EXERCISE OBJECTIVE: From top to bottom, restate the entries below word for word.

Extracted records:
────────────────

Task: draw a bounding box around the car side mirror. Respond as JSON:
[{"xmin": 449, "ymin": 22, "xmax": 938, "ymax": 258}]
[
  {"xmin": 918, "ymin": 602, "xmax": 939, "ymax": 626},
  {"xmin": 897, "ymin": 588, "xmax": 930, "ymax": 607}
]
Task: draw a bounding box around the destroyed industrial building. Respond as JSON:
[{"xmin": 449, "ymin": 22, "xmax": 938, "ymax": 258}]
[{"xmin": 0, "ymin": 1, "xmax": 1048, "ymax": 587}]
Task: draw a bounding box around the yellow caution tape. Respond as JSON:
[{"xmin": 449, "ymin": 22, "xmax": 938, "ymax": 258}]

────────────────

WRITTEN RESPONSE:
Task: draw a bounding box around the car side mirror. Respond as JSON:
[{"xmin": 449, "ymin": 22, "xmax": 938, "ymax": 258}]
[
  {"xmin": 918, "ymin": 602, "xmax": 939, "ymax": 626},
  {"xmin": 897, "ymin": 588, "xmax": 930, "ymax": 607}
]
Task: draw a bounding box around the destroyed industrial building. Respond as JSON:
[{"xmin": 449, "ymin": 22, "xmax": 938, "ymax": 258}]
[{"xmin": 0, "ymin": 1, "xmax": 1048, "ymax": 587}]
Task: draw a bounding box around the yellow caution tape. Respond as JSON:
[{"xmin": 449, "ymin": 22, "xmax": 938, "ymax": 258}]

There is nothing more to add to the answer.